SUPPLIED TEXT:
::::
The benefits of intensive glycemic control on microvascular and neuropathic complications remain clear and well established in both type 1 and type 2 diabetes, but the evidence that tight control may also reduce cardiovascular disease risk remains limited.
However, that does not mean that clinicians and patients should stop trying to achieve good glycemic control, David M. Kendall, MD, chief scientific and medical officer of the American Diabetes Association, said at the American Association of Clinical Endocrinologists 19th Annual Meeting and Clinical Congress.
“Despite the results of ACCORD, ADVANCE, and VADT, the ADA, American Heart Association and American College of Cardiology continue to maintain that — for microvascular disease prevention, the A1C goal for non-pregnant adults in general should remain below 7%,” Kendall said. “And, since I am speaking to an audience of endocrinologists, I will say below 6.5% -- and that’s still below 7%.”
These organizations further maintain that individualized targets, both lower and higher, may be appropriate for some individuals.
Many clinicians and patients have been confused by these trials, said Kendall, who was also one of the investigators in the ACCORD trial.
“Their confusion is not so much as to the benefits of good glucose control as it relates to the prevention of classic complications of diabetes — microvascular disease – this has not been questioned or contradicted,” he noted. “What has been called into question or suggested is that more intensive glucose control – to even lower blood glucose targets –do not appear to lower the risk of cardiovascular disease.”
::::
RECORDS:
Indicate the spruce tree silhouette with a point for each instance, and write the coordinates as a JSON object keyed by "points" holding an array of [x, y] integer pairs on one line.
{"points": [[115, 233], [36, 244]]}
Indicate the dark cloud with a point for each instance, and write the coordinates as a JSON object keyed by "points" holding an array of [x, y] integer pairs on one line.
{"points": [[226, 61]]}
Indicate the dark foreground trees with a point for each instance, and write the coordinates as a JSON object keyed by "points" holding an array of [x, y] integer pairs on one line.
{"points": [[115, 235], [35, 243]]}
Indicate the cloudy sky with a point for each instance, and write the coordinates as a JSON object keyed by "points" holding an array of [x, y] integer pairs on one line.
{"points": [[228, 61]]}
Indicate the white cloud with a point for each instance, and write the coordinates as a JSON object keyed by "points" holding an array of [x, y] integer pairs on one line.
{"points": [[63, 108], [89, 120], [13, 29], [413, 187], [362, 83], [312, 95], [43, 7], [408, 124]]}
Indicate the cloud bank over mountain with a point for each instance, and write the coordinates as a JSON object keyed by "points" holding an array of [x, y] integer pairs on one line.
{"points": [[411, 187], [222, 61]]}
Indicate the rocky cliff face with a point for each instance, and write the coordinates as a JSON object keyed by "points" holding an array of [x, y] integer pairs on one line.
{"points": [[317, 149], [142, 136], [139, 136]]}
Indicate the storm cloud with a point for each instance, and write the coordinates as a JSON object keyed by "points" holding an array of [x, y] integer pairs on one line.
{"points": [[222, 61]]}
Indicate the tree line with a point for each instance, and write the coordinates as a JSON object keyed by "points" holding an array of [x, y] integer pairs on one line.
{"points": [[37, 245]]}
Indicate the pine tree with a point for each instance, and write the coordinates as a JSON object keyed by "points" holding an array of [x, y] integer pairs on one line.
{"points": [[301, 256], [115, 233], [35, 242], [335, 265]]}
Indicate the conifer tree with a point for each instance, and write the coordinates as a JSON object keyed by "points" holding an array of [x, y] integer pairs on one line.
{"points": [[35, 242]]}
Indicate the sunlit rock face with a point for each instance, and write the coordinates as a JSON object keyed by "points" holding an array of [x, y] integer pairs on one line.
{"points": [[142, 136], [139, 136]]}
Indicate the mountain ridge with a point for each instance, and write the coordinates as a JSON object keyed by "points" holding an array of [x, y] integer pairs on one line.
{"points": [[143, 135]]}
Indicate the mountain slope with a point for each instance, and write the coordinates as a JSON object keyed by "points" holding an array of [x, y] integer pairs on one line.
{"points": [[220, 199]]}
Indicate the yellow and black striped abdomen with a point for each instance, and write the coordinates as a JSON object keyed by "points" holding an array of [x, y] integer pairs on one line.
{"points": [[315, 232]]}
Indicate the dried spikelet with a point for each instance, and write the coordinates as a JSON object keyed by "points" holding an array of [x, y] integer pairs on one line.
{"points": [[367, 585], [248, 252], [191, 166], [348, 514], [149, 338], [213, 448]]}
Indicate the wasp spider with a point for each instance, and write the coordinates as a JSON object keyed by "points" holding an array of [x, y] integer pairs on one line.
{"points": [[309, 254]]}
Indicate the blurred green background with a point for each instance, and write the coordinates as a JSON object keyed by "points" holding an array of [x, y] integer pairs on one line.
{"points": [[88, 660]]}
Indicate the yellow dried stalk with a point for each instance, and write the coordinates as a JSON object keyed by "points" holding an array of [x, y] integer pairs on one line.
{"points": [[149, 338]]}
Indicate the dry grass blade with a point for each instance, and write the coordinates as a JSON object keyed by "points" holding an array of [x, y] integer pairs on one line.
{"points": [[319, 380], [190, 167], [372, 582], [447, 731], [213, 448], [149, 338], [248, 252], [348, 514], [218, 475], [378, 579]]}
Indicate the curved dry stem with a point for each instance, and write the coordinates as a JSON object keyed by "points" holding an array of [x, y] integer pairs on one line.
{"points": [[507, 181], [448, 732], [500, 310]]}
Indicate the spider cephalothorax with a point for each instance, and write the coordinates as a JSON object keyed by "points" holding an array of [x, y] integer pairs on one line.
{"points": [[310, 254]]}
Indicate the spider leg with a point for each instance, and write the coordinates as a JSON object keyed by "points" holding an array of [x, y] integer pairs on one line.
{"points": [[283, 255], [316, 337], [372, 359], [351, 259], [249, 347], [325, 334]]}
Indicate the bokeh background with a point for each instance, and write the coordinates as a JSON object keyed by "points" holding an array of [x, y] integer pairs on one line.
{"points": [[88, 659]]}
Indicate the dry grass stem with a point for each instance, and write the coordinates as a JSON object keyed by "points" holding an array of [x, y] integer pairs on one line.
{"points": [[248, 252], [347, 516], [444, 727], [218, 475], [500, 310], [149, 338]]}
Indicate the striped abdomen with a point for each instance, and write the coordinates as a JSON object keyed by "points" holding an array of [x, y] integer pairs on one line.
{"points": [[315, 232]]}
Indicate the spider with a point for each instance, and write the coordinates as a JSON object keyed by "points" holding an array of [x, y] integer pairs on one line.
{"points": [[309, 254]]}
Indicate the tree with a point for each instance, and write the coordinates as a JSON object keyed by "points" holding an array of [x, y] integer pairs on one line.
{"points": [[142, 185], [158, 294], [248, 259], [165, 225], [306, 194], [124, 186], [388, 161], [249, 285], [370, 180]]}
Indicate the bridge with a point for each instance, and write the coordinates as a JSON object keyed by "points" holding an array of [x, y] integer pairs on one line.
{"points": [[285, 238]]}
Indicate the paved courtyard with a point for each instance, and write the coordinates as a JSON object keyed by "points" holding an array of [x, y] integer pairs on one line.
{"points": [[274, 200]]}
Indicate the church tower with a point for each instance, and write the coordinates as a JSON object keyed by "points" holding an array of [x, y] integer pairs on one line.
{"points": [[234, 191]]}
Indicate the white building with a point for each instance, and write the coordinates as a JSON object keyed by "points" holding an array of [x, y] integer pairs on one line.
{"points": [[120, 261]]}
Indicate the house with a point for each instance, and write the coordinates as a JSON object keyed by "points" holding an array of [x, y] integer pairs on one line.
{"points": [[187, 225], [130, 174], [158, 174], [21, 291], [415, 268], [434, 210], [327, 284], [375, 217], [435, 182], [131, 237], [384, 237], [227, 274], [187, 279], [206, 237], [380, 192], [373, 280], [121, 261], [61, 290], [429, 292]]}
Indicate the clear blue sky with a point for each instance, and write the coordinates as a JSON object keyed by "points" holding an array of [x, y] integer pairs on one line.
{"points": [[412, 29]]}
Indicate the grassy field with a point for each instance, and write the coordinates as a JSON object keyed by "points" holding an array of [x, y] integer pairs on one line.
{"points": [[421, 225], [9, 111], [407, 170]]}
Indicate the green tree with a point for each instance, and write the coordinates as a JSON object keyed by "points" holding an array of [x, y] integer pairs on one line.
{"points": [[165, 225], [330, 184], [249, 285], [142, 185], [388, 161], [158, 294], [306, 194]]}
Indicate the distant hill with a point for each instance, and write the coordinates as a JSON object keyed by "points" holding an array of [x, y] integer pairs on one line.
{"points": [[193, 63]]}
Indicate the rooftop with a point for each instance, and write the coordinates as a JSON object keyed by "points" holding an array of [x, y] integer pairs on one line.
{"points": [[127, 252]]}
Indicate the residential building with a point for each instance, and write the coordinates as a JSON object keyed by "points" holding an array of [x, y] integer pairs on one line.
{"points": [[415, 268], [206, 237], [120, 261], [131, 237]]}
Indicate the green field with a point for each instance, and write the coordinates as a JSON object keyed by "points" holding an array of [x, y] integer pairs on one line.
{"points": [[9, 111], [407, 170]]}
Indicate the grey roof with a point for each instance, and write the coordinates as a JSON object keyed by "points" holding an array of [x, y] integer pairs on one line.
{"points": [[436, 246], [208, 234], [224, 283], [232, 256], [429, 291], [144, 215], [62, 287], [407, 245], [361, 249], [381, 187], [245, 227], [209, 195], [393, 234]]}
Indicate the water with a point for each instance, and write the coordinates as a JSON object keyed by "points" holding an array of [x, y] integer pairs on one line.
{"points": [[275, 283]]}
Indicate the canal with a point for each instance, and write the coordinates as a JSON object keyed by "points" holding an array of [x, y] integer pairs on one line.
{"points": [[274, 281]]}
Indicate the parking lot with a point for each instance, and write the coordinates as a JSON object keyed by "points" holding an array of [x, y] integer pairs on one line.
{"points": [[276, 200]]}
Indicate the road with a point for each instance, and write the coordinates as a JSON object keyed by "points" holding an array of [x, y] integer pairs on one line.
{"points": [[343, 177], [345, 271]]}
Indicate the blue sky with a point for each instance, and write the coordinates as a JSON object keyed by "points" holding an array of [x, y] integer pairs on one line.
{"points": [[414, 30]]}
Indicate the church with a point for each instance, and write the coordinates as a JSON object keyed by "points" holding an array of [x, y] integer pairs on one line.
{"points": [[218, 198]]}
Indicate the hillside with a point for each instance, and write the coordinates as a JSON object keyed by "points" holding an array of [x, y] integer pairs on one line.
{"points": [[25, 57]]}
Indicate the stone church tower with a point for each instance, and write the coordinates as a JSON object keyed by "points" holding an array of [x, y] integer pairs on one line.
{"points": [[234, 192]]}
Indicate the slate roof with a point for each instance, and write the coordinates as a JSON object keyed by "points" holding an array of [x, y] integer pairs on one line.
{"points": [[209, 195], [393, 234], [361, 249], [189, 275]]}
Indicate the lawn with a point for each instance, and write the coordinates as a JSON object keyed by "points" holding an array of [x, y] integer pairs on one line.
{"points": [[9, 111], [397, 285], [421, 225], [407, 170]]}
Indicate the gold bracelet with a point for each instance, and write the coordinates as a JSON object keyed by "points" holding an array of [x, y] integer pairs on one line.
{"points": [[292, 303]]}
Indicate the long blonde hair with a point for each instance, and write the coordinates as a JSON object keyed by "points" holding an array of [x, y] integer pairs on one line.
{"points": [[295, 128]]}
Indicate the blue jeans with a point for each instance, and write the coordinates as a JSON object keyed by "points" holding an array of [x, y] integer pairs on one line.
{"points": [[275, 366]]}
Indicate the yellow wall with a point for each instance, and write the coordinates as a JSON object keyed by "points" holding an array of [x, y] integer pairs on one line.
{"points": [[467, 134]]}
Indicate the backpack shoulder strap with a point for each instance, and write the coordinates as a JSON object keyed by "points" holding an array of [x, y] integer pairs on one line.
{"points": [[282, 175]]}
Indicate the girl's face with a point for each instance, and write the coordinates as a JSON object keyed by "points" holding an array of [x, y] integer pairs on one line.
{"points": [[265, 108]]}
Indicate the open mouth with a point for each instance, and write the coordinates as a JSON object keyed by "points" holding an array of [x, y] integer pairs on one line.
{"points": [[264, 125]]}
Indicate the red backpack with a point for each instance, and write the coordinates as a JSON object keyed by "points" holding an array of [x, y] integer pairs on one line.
::::
TASKS TO CARRY OUT:
1. From the glycemic control passage, reproduce word for word the part that opens with the words containing "These organizations further" and closes with "the ACCORD trial.".
2. Rewrite more briefly the paragraph of the glycemic control passage that begins "“Their confusion is not so much," keeping its main facts.
The entries have no connection to the glycemic control passage.

EXERCISE ANSWERS:
1.
These organizations further maintain that individualized targets, both lower and higher, may be appropriate for some individuals.
Many clinicians and patients have been confused by these trials, said Kendall, who was also one of the investigators in the ACCORD trial.

2. Kendall said the confusion is not about the benefit of good glucose control for preventing microvascular disease, which has not been questioned. What has been called into question is whether more intensive control to even lower blood glucose targets lowers cardiovascular risk. It does not appear to.